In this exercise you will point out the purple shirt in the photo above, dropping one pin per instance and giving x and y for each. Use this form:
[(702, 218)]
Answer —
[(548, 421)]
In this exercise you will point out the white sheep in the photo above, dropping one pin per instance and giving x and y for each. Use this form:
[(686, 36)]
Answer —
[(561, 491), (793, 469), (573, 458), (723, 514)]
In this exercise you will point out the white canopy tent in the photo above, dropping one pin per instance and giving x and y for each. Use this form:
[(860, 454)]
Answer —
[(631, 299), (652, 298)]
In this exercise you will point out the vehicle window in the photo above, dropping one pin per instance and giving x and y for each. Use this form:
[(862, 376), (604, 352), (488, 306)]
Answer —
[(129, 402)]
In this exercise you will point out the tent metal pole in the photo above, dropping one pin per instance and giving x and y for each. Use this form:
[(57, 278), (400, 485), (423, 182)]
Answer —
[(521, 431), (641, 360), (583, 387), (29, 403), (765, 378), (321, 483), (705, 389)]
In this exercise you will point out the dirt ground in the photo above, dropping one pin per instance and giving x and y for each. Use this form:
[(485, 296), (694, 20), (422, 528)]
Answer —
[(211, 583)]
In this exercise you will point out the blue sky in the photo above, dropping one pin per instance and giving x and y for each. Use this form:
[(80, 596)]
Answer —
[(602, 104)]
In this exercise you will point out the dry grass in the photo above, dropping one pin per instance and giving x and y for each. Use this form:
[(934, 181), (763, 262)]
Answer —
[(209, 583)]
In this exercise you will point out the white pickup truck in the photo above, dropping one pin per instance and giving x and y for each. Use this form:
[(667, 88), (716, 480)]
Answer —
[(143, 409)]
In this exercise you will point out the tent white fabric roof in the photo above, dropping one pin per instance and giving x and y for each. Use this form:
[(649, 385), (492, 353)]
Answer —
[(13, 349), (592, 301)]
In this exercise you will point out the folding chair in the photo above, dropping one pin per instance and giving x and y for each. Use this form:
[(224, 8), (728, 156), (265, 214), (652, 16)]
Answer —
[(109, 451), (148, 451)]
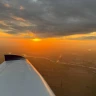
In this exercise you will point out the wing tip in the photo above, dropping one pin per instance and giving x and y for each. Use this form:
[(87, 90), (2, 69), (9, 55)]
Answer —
[(9, 57)]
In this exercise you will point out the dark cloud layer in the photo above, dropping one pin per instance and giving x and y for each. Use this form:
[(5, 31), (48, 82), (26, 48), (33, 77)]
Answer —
[(50, 17)]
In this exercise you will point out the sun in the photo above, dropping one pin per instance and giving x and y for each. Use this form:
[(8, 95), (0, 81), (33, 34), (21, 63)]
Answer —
[(36, 39)]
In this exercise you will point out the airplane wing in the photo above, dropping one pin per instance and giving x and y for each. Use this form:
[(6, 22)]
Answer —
[(18, 77)]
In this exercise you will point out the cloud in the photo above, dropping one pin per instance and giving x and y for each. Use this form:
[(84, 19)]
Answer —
[(51, 17), (85, 38)]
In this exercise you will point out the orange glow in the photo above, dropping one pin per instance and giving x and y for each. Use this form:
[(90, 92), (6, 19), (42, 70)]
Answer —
[(18, 18), (36, 39), (22, 8)]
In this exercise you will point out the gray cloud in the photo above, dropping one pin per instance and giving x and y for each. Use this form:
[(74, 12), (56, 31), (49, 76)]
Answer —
[(51, 17)]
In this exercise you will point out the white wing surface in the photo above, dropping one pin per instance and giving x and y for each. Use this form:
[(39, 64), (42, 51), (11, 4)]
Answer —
[(19, 78)]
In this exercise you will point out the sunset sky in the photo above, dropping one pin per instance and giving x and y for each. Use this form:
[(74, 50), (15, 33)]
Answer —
[(46, 21)]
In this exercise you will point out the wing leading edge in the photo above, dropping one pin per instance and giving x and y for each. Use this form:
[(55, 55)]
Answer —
[(18, 77)]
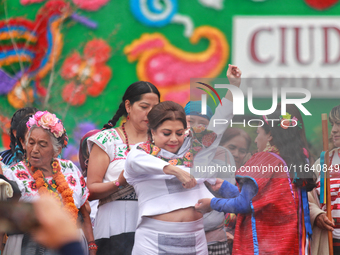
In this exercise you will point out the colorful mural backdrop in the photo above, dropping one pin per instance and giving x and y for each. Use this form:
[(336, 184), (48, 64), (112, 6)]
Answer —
[(76, 58)]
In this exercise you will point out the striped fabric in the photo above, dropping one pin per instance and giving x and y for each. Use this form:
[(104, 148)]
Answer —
[(334, 162), (272, 228)]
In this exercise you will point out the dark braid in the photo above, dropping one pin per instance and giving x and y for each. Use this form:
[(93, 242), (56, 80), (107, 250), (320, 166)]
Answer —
[(133, 93), (17, 117), (21, 133), (119, 113)]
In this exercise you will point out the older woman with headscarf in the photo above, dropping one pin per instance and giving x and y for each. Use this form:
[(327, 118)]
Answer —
[(43, 173)]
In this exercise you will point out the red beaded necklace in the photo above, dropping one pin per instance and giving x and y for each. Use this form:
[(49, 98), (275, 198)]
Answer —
[(126, 138)]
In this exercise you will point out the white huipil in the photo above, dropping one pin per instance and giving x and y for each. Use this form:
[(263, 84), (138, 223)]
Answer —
[(159, 193)]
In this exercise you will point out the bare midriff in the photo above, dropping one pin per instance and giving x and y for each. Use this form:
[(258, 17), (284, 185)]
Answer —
[(180, 215)]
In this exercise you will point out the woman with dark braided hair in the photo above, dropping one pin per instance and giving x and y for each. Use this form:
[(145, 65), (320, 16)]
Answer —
[(271, 199), (116, 218), (16, 148)]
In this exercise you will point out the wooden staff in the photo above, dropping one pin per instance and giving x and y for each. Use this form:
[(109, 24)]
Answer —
[(327, 179)]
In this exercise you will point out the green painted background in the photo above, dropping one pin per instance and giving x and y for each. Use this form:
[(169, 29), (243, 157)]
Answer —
[(118, 26)]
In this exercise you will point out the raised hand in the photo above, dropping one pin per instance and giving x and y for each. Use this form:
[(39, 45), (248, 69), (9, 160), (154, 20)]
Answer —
[(234, 75)]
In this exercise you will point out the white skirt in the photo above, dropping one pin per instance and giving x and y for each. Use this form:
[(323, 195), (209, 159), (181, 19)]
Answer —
[(154, 237), (115, 218)]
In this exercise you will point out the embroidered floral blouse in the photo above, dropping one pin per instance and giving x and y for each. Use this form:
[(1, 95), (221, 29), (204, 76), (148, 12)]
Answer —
[(29, 192), (112, 144)]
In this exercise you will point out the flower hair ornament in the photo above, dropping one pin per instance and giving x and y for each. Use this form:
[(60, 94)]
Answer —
[(50, 122)]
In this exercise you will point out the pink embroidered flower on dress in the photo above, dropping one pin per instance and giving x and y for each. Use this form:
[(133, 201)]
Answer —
[(188, 163), (82, 182), (188, 156), (22, 175), (199, 128), (173, 162), (71, 180)]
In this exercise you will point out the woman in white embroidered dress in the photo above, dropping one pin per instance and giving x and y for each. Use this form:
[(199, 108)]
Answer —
[(43, 172), (160, 174), (116, 218)]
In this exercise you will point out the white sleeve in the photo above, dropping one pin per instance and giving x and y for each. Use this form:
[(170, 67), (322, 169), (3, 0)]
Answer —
[(138, 163), (105, 140)]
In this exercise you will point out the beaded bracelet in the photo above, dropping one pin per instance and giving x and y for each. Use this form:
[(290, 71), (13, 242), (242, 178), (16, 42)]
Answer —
[(92, 246)]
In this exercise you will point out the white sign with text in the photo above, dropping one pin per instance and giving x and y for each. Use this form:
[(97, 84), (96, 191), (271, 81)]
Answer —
[(288, 51)]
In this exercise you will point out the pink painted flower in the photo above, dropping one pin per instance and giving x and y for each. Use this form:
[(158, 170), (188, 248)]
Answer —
[(22, 175), (39, 114), (71, 180), (188, 163), (88, 5)]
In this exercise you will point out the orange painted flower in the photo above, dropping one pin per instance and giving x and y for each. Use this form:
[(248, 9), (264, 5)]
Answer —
[(89, 74)]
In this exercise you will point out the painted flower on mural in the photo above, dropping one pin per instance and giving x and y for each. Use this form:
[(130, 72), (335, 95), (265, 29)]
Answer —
[(88, 74), (88, 5)]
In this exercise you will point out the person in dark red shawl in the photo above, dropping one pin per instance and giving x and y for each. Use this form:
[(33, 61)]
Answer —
[(271, 197)]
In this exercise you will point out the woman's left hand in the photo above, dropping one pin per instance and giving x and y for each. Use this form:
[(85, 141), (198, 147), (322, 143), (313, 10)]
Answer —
[(203, 205), (121, 179), (92, 252)]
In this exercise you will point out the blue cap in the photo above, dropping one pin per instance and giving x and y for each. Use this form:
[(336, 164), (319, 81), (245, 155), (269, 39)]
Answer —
[(194, 108)]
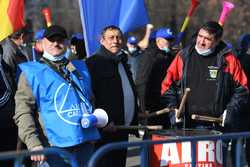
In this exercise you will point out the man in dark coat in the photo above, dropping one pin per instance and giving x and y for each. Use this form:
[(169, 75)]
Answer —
[(114, 91)]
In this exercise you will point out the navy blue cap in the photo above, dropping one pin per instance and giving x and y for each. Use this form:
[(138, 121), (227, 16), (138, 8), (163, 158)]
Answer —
[(132, 40), (39, 34), (164, 33), (78, 36), (55, 30)]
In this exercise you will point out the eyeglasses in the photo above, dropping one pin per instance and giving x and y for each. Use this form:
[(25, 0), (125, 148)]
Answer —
[(57, 39), (111, 38)]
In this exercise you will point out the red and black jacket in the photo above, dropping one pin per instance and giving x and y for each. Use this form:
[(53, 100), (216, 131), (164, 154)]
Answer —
[(231, 93)]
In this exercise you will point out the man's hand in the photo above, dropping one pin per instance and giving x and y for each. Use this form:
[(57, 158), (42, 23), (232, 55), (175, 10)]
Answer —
[(173, 119), (110, 127), (37, 157)]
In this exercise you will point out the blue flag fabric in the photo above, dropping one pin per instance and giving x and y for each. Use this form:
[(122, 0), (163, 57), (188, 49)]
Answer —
[(97, 14)]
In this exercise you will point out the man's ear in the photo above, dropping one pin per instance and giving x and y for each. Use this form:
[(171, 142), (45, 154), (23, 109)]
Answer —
[(101, 40)]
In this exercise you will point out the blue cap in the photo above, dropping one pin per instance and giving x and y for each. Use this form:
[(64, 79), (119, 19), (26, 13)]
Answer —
[(132, 40), (39, 34), (78, 36), (164, 33)]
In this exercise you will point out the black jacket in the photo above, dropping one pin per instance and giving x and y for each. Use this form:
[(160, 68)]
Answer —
[(231, 92), (107, 85)]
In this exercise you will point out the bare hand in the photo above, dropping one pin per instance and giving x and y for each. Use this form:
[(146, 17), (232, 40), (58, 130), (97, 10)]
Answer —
[(40, 157), (110, 127)]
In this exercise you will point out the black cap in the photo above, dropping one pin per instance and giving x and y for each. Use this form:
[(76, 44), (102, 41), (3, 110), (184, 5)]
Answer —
[(55, 30)]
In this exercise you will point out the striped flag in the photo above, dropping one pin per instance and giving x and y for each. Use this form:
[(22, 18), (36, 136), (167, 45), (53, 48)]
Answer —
[(12, 17), (97, 14)]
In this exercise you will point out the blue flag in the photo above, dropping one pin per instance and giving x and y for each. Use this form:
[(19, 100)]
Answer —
[(97, 14)]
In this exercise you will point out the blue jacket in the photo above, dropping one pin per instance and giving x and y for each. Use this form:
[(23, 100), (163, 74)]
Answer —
[(61, 104)]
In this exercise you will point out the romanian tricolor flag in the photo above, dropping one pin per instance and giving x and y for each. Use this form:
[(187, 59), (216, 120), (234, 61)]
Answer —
[(12, 17)]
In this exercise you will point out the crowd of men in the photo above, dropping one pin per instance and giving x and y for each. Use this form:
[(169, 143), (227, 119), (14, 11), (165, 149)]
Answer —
[(51, 87)]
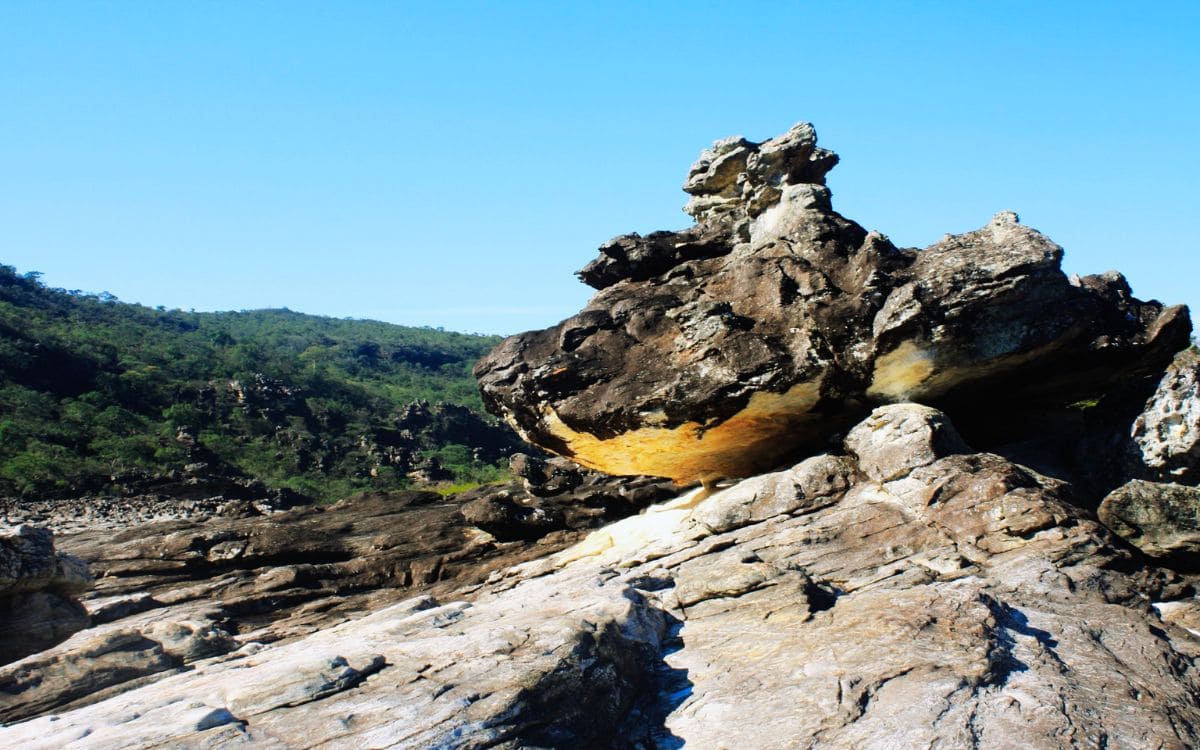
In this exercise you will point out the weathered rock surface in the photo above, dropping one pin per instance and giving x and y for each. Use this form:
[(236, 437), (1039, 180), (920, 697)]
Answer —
[(888, 598), (755, 335), (1162, 520), (1167, 435), (39, 589), (172, 593)]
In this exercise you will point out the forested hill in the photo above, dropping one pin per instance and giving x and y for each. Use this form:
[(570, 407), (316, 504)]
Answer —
[(101, 396)]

+ + + +

* _CHALLENGE_: Render the listing as a JSON list of strings, one string per line and blank lines omitted, from its first line through the line containing "[(631, 299), (652, 298)]", both ends included.

* _SOLUTION BELOW_:
[
  "In this exercise you will point out the purple shirt in the photo above, dropping one pin per instance and giving x and y for each. Use this form:",
  "[(702, 218)]",
  "Answer —",
  "[(548, 421)]",
  "In this exercise you will point out the white sheep in the photo above, dropping one pin per instance and giving x and y for each. Use this form:",
  "[(686, 36)]",
  "Answer —",
  "[(561, 491), (793, 469), (573, 458), (723, 514)]",
  "In this exercise you will point out the white canopy tent in the photo above, dropping one pin per instance and giving x and y for each. Use this form:",
  "[(860, 454)]",
  "Answer —",
  "[(631, 299), (652, 298)]"
]